_What is being asked:_ Count the lines of the material below that contain the string "window", with case counting, and reply with only the number.

_Input rows:_
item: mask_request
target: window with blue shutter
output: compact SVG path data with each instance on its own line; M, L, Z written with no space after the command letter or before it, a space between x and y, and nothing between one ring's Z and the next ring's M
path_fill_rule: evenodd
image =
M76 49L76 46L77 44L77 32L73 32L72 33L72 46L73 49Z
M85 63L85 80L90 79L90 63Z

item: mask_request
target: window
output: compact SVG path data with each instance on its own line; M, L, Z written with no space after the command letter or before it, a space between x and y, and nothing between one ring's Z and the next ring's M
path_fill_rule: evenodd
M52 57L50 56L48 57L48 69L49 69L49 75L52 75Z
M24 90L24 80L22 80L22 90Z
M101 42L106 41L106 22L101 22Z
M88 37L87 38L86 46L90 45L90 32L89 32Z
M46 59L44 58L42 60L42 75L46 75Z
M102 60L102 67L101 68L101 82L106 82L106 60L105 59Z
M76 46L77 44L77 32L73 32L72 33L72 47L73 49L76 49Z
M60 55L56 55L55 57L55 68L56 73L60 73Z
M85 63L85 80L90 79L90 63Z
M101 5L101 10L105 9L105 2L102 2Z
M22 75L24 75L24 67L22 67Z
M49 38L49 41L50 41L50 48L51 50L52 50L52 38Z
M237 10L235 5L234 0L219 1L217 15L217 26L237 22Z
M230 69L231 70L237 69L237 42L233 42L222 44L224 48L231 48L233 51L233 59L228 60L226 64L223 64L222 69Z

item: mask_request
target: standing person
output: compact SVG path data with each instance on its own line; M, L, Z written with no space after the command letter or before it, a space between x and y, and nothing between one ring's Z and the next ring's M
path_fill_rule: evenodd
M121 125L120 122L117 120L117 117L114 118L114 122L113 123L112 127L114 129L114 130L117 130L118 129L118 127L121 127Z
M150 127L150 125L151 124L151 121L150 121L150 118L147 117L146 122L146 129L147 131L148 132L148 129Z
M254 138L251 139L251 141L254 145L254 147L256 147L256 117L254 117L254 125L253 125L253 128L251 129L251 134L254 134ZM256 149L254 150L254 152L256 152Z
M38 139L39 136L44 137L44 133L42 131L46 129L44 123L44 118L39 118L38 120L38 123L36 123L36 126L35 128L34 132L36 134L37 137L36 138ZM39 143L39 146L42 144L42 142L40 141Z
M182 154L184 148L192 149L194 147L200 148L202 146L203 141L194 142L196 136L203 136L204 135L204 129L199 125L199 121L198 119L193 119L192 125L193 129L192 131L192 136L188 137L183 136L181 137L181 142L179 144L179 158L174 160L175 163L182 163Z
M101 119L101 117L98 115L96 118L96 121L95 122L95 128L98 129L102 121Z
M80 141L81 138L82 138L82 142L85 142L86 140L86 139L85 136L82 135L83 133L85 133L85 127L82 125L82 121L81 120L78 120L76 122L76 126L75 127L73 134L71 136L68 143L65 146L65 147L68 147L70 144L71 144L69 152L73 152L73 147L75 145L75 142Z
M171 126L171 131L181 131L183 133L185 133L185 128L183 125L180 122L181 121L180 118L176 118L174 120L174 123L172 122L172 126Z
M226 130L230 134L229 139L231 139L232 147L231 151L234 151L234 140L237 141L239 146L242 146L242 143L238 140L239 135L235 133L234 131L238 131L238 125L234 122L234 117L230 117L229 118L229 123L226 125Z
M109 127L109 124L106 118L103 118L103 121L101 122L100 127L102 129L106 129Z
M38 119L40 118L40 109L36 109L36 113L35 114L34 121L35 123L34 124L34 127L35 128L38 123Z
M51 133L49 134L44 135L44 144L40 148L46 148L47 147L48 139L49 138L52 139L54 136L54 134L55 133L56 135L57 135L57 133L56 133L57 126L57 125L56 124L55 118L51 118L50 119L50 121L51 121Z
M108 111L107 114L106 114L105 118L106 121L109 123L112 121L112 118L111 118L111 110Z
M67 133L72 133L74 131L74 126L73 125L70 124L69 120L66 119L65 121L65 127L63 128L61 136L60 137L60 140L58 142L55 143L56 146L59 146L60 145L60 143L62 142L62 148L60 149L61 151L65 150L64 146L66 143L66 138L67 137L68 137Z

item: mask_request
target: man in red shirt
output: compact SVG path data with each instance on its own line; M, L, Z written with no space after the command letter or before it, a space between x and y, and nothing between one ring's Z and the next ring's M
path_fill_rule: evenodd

_Solved exercise:_ 2